>> begin DATA TO PROCESS

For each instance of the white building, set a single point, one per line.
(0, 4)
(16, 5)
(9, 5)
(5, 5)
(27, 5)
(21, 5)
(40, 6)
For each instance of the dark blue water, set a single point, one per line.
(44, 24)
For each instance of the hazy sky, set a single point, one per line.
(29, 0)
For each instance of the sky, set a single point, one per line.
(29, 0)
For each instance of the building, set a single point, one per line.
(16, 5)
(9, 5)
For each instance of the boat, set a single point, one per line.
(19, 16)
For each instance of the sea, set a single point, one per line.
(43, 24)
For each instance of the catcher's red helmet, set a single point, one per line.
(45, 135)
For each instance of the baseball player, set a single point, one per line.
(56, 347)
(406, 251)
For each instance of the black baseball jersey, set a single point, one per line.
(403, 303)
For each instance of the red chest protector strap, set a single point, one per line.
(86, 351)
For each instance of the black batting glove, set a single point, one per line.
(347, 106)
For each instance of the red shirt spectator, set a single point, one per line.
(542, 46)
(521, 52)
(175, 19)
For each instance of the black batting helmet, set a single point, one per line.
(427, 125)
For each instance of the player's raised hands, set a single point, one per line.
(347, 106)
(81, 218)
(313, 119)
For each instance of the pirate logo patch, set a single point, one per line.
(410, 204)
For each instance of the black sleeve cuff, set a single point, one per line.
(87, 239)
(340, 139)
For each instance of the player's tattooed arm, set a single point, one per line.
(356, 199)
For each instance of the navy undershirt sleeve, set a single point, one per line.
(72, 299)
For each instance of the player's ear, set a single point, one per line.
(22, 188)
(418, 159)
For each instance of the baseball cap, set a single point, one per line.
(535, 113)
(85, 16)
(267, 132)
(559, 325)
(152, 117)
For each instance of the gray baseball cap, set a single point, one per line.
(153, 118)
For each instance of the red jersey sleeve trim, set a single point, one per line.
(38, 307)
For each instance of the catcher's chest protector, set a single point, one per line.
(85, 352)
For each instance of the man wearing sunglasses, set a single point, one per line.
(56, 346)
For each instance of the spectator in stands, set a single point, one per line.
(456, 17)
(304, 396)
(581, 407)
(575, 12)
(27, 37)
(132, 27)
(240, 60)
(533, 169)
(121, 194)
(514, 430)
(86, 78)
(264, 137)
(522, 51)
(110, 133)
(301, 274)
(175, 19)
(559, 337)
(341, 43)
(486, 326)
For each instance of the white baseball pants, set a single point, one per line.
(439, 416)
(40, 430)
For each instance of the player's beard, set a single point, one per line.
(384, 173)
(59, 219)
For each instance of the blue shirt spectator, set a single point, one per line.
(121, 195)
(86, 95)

>> end DATA TO PROCESS

Arrange every line of the items above as a Markdown table with the columns "No." and "Line", numbering the rows in order and omitting blank lines.

** EXERCISE RESPONSE **
| No. | Line |
|---|---|
| 1 | For each instance of the white building, set a single point, one per line. |
| 2 | (0, 4) |
| 3 | (16, 5) |
| 4 | (9, 5) |
| 5 | (5, 5) |
| 6 | (27, 5) |
| 7 | (21, 5) |
| 8 | (40, 6) |
| 9 | For each instance of the dark blue water, set a single point, one per line. |
| 10 | (44, 24) |
| 11 | For each instance of the hazy sky, set a single point, one per line. |
| 12 | (29, 0) |
| 13 | For each instance of the sky, set a single point, one per line. |
| 14 | (29, 0) |
| 15 | For each instance of the building, set a single point, one per line. |
| 16 | (16, 5) |
| 17 | (9, 5) |
| 18 | For each instance of the boat, set a single point, one per line. |
| 19 | (19, 16) |
| 20 | For each instance of the sea, set a single point, one per line. |
| 21 | (43, 24) |
| 22 | For each instance of the catcher's red helmet, set a single point, one per line. |
| 23 | (45, 135) |
| 24 | For each instance of the baseball player, set a single point, one per line. |
| 25 | (56, 347) |
| 26 | (406, 251) |
| 27 | For each instance of the black baseball jersey, set a single point, one per line. |
| 28 | (403, 303) |
| 29 | For each instance of the red chest protector strap, set a single point, one per line. |
| 30 | (86, 351) |
| 31 | For each instance of the black batting glove, set a single point, one per line. |
| 32 | (347, 106) |
| 33 | For each instance of the red shirt spectator, set a single point, one per line. |
| 34 | (542, 46) |
| 35 | (521, 52) |
| 36 | (175, 19) |
| 37 | For each instance of the black batting helmet, set a single point, one per line. |
| 38 | (427, 125) |
| 39 | For each instance of the player's raised hands, set a single point, one per line. |
| 40 | (347, 106) |
| 41 | (81, 218) |
| 42 | (313, 119) |
| 43 | For each instance of the pirate logo patch, set a single point, one per line. |
| 44 | (410, 204) |
| 45 | For each instance of the black sleeve cuff, set a single point, one per line. |
| 46 | (87, 239) |
| 47 | (340, 139) |
| 48 | For each instance of the player's tattooed arm, set a single point, one per line. |
| 49 | (356, 199) |
| 50 | For each instance of the navy undershirt sleeve, set a single point, one per line. |
| 51 | (72, 299) |
| 52 | For each instance of the player's ear, set a single point, one per line. |
| 53 | (22, 188) |
| 54 | (418, 159) |
| 55 | For each instance of the baseball cap, set a single point, one per line. |
| 56 | (535, 113) |
| 57 | (85, 16) |
| 58 | (267, 132) |
| 59 | (559, 325) |
| 60 | (152, 117) |
| 61 | For each instance of the gray baseball cap, set a single point, one per line. |
| 62 | (153, 118) |
| 63 | For each instance of the red jersey sleeve trim, set a single point, one per line. |
| 64 | (38, 307) |
| 65 | For each instance of the catcher's chest protector, set a single point, one per line. |
| 66 | (85, 352) |
| 67 | For each instance of the man wearing sunglasses, set a single point, one per line. |
| 68 | (56, 346) |
| 69 | For each instance of the spectator in stands, set a single point, one per line. |
| 70 | (456, 17) |
| 71 | (304, 396) |
| 72 | (581, 407) |
| 73 | (575, 12) |
| 74 | (27, 37) |
| 75 | (132, 27) |
| 76 | (240, 60) |
| 77 | (533, 169) |
| 78 | (121, 194) |
| 79 | (514, 430) |
| 80 | (86, 78) |
| 81 | (264, 137) |
| 82 | (522, 51) |
| 83 | (110, 133) |
| 84 | (301, 274) |
| 85 | (175, 19) |
| 86 | (559, 337) |
| 87 | (341, 43) |
| 88 | (486, 326) |
| 89 | For each instance of the white baseball pants, set a single point, one per line. |
| 90 | (439, 416) |
| 91 | (40, 430) |
| 92 | For each instance of the player's beard, set a single point, one per line. |
| 93 | (384, 173) |
| 94 | (59, 219) |
| 95 | For each instance of the blue shirt spectator, set a single point, one per line. |
| 96 | (121, 195) |
| 97 | (86, 95) |